__Problem requirements__: Please continue the Uses This interview with Annie Minoff, shown below ahead of the entries, picking up right after its final line.

Uses This

1277 interviews since 2009

A picture of Annie Minoff

Annie Minoff

Producer (The Journal)

in mac, podcaster, producer

Who are you, and what do you do?

I'm Annie Minoff, and I make podcasts! Technically, I'm a producer, which can mean a lot of things in the audio world. For me, it means I spend a lot of time talking to potential podcast guests, recording interviews, and then figuring out the best way to structure that tape into a compelling narrative. That's the idea anyway.

I used to do this for a public radio show called Science Friday. I hosted and produced a podcast for them about the backstories of scientific discovery called Undiscovered. And now I work at Gimlet Media, where I help make their show The Journal. It's a daily news show about money, business, and power that we make with The Wall Street Journal. So now I get to work inside a newspaper, which is fun.

What hardware do you use?

These days, I get to use the WSJ and Gimlet audio studios, which I know technically very little about as I didn't have to set them up! But back in Undiscovered days, we used a closet Science Friday had converted into a little office studio. It worked pretty well! The "nice mic" pictured is a Neumann TLM 102.

A closet office studio for Science Friday..

I edit audio on a MacBook Pro.

Also, this is not exactly hardware, but it is the product I plug most often and with genuine enthusiasm: Softie covers. They are literally these ridiculous little chenille covers you put on your headphone earpieces to make them more comfy to wear! And I wear my Sony headphones pretty much all day every day, so I want to be comfy.

And what software?

__Entries provided__:
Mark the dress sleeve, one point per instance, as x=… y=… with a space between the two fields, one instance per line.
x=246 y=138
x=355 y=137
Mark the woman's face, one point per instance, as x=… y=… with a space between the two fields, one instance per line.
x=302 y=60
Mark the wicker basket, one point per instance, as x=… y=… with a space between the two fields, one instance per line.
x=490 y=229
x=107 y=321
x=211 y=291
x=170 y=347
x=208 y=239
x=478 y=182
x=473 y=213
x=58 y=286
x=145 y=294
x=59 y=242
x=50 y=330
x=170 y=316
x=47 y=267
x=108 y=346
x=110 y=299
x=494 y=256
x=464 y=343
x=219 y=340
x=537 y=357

__Answer area__:
I edit audio in a program called Pro Tools. In Pro Tools, a podcast episode looks like this, with the different colored bars representing stuff people said, or a sound effect, or music. A lot of my job is moving those little colored bars around.

Pro Tools, editing a podcast episode.

I write scripts in Google Docs. I love how collaborative it is. I use an app called Audio Hijack to record my phone calls and record audio off the internet. And I use either Trint or Rev to do my audio transcription. You pop an interview into Rev, and it'll generate this robot transcript of what everyone said, which is useful and occasionally hilarious. A teammate of mine recently rev'd an interview about Pete Buttigieg. And it produced this transcript all about Pete Booty Judge.

What would be your dream setup?

Hm. Pro Tools never crashing would be my dream setup. More immediately, I'm really interested in trying out this transcription service called Descript. Supposedly, it allows you to edit audio by editing text. So if a reporter said: "The coronavirus outbreak in Wuhan is, um, a really big deal." I could just delete the um in the transcript and it would do it to the audio too. Pretty cool.